--- Start of GIVEN DATA ---

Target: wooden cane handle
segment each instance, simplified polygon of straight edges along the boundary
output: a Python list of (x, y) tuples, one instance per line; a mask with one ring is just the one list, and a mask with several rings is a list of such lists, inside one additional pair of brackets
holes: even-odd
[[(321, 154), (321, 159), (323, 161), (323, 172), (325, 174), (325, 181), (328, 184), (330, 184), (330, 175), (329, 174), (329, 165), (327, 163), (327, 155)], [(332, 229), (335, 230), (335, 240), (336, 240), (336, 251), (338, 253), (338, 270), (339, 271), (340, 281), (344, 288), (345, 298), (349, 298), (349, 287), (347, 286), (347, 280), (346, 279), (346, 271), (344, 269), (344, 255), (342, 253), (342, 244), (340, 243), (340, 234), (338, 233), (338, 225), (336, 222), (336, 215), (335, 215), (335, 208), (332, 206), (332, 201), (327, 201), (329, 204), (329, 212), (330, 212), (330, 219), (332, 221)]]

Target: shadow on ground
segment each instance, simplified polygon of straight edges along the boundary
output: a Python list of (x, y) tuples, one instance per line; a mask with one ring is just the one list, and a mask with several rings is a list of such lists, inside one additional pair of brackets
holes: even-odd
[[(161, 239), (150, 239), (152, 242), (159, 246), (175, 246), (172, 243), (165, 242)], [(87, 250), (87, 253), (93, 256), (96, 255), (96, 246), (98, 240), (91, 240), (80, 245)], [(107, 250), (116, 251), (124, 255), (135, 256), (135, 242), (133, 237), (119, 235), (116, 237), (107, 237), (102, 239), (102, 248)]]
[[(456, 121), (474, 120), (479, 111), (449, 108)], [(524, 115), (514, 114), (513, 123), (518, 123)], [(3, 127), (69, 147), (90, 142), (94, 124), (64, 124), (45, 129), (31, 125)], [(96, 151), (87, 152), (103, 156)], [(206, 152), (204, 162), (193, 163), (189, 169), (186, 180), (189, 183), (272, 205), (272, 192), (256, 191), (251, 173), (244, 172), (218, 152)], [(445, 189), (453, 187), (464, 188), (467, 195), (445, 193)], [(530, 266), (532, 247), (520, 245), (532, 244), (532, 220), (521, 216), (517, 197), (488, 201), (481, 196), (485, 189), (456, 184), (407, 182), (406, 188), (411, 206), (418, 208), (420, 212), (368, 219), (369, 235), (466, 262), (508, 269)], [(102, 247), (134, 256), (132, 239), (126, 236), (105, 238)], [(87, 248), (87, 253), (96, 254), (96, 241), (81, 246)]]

--- End of GIVEN DATA ---

Copy out every line of the entries above, word for word, with nothing changed.

> [SOLVED PROBLEM]:
Target: wooden cane handle
segment each instance, simplified polygon of straight edges along the boundary
output: a Python list of (x, y) tuples, one instance per line; a mask with one ring is just the one list, and a mask with several rings is a list of such lists, inside one additional pair of brackets
holes: even-odd
[[(321, 154), (321, 159), (323, 161), (323, 172), (325, 174), (325, 181), (328, 184), (330, 184), (330, 175), (329, 174), (329, 165), (327, 163), (327, 155)], [(332, 229), (335, 230), (335, 240), (336, 240), (336, 251), (338, 253), (338, 270), (339, 271), (340, 281), (344, 288), (345, 298), (349, 298), (349, 287), (347, 286), (347, 280), (346, 279), (346, 271), (344, 269), (344, 255), (342, 253), (342, 244), (340, 243), (340, 234), (338, 233), (338, 225), (336, 222), (336, 215), (335, 215), (335, 208), (332, 206), (332, 201), (327, 201), (329, 204), (329, 212), (330, 212), (330, 219), (332, 221)]]

Target: shadow on ground
segment each instance, simplified polygon of straight edges along the boundary
output: a Python list of (x, y) tuples, one instance per line; a mask with one ring is just the one list, and a mask with several rings is a list of such lists, inside one additional pair of brackets
holes: even-odd
[[(161, 239), (150, 239), (152, 242), (159, 246), (175, 246), (172, 243), (165, 242)], [(87, 250), (87, 253), (93, 256), (96, 255), (96, 246), (98, 240), (91, 240), (80, 245)], [(107, 250), (116, 251), (124, 255), (135, 256), (135, 242), (133, 237), (119, 235), (116, 237), (107, 237), (102, 239), (102, 248)]]
[[(456, 121), (474, 120), (479, 111), (449, 108)], [(524, 115), (514, 114), (513, 123), (518, 123)], [(3, 127), (69, 147), (90, 142), (94, 124), (64, 124), (45, 129), (31, 125)], [(96, 151), (87, 152), (103, 156)], [(206, 152), (204, 162), (193, 163), (189, 169), (186, 180), (189, 183), (272, 205), (272, 192), (256, 191), (251, 173), (244, 172), (218, 152)], [(445, 189), (453, 187), (464, 188), (467, 195), (445, 193)], [(530, 266), (532, 247), (520, 245), (532, 244), (532, 220), (521, 216), (517, 197), (488, 201), (481, 196), (485, 189), (456, 184), (407, 182), (406, 188), (411, 206), (418, 208), (420, 212), (368, 219), (369, 235), (466, 262), (508, 269)], [(102, 247), (134, 256), (132, 239), (126, 236), (105, 238)], [(87, 248), (87, 253), (96, 254), (96, 241), (81, 246)]]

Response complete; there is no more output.